[[ Source document, beginning ]]

My most enduring work has been as a public servant responsible for managing activities and projects within Intangible Cultural Heritage (ICH) policies in the Instituto do Patrimônio Histórico e Artístico Nacional (IPHAN). Just after finishing my master’s studies in sociology and anthropology, in 2005 a call for numerous posts in this governmental organization was announced. The move to develop this sector, in fact, reflected a larger context.
The creation of ICH policies in Brazil is concomitant to the reconfiguration of the Brazilian state in the democratization process after the military regime of the 1960s and 1970s. Following the Constitution of 1988, the national ICH policy introduced a concept of heritage attached to the existence of multiple “identities” and the contribution to the “formation of the Brazilian society” (Decree 3551/2000). Through its implementation, popular, indigenous and black groups that were previously excluded would finally be represented as part of the Brazilian nation. This brought substantial changes to Brazil’s cultural heritage sector. Politically, it prompted the critique that previous heritage policies generally celebrated expressions of colonial and elite cases. Administratively, it changed the structure within the national cultural heritage apparatus by creating new divisions and departments in IPHAN, requiring the employment of staff specialized in sociology and anthropology, and encouraging municipalities and provinces to create their own local and regional ICH-related units. Conceptually, the national ICH policy in Brazil instigated the transformation from a notion of “artistic and historic heritage” (Chuva 1998) to the idea of “cultural heritage”, i.e. from the technical exceptionality and historical notability of material exemplars to the ordinary and processual elements involved in a more anthropological understanding of heritage (Bortolotto 2007).

[[ Source document, end ]]

Exercise tasks:
[1] In the passage on Brazil's intangible cultural heritage policy, which decree is cited for the national policy's concept of heritage?
[2] Extend the passage on Brazil's intangible cultural heritage policy from where it stops.

[[ Data extract, beginning ]]

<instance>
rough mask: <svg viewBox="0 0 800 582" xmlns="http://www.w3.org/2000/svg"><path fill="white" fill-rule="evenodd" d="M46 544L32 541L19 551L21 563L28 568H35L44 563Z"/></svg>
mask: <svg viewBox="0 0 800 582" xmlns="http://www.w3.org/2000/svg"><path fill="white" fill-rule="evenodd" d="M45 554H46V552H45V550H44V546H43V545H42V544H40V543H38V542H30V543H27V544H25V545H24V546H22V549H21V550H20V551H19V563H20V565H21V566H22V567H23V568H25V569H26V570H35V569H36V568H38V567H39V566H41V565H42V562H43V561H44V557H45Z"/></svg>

[[ Data extract, end ]]

Task results:
[1] Decree 3551/2000

[2]
By joining IPHAN in 2006, I became an actor in the ICH field. Yet, I never did away with my academic training and sensibility. An academic career was not a concrete possibility at the time, however research and theoretical debates in the humanities continued to spark my interest. In the meantime, the ICH field allowed me to test the potentialities of holding multiple perspectives as an official and a researcher.
Are these developments, usually condemned as corrupting us as scholars and leading to the death of pure research, introducing some kind of innovation vis-à-vis established academic work? Does existential and professional uncertainty have epistemological potential?
Contexts of uncertainties, either in terms of neoliberal precarities or political and economic inconstancy, can provide scholarly innovation as long as researchers are able to experience different positionalities that open unexplored realities capable of expanding the academic debates.
Thus, existential and professional uncertainty can prompt the discovery of different epistemological standards in the making of science by questioning established oppositions, such as the one between actor and observer, or the usual conceptual practice of overgeneralizing meaningful particularities up to the point of disconnecting them from reality. Another potentiality of this condition is the tendency to make interdisciplinary engagements, since the structures in the systems of knowledge production can become more fluid.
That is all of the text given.